■ **Task details**
Report back each line of the records that contains the string "trousers".

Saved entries
· · · ·
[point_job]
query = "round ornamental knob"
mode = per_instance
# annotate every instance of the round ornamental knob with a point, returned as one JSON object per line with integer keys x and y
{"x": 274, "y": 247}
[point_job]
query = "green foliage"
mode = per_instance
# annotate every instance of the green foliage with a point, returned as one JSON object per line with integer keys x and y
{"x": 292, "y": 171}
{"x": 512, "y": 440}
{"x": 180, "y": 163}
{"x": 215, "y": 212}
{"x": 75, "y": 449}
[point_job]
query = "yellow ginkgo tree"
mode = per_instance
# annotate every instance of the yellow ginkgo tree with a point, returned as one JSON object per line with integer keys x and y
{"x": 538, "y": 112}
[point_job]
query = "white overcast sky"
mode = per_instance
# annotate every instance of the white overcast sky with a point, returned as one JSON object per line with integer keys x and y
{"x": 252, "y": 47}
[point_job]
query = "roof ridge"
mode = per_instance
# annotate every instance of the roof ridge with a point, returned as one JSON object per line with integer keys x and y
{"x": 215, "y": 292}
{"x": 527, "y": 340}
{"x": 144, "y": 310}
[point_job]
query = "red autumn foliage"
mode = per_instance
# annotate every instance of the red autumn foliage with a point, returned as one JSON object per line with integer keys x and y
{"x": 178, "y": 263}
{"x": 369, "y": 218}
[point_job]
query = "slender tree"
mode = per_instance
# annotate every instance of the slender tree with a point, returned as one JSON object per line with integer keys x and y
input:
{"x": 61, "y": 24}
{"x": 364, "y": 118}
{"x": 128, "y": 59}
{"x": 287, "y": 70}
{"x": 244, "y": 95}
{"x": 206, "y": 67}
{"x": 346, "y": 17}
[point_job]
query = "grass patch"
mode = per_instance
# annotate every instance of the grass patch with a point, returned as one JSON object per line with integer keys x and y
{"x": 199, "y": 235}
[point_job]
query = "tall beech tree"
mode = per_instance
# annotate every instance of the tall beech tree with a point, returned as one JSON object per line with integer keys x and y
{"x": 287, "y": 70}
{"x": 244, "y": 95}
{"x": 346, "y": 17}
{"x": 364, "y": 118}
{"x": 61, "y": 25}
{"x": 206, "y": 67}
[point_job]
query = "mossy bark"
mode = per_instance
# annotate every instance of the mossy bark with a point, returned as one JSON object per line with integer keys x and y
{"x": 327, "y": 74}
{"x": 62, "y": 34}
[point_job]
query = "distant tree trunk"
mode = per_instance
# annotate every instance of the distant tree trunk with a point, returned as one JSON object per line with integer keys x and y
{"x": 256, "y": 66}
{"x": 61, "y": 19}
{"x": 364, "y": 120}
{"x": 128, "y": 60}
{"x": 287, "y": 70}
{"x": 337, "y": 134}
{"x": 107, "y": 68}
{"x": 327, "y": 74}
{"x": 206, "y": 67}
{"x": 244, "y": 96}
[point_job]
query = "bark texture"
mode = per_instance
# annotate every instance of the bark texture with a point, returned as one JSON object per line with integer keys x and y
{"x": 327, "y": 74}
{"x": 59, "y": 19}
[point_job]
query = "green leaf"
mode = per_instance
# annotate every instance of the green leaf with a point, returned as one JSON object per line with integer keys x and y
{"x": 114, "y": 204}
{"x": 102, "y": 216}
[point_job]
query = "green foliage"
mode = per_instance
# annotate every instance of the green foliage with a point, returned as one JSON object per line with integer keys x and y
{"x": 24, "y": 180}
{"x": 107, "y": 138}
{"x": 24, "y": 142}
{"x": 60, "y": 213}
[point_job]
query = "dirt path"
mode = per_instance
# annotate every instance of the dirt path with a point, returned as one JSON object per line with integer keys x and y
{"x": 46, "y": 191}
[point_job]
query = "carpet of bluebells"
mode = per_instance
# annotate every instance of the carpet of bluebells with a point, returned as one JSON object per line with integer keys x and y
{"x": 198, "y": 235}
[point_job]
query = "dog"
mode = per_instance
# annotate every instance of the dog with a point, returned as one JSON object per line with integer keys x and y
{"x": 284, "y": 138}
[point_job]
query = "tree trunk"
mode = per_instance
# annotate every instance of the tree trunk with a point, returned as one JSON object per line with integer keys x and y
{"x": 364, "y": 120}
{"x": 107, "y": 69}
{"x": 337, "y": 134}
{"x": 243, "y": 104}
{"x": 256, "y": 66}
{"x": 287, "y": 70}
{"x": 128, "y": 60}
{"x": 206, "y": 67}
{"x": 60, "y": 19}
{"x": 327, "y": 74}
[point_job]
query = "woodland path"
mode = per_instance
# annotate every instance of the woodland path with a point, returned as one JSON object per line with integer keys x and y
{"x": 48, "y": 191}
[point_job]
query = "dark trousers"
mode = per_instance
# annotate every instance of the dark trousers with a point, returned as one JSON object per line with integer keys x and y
· · · ·
■ **Task result**
query = "dark trousers"
# annotate every instance of the dark trousers with a point, returned as one JSON object per line with integer keys x and y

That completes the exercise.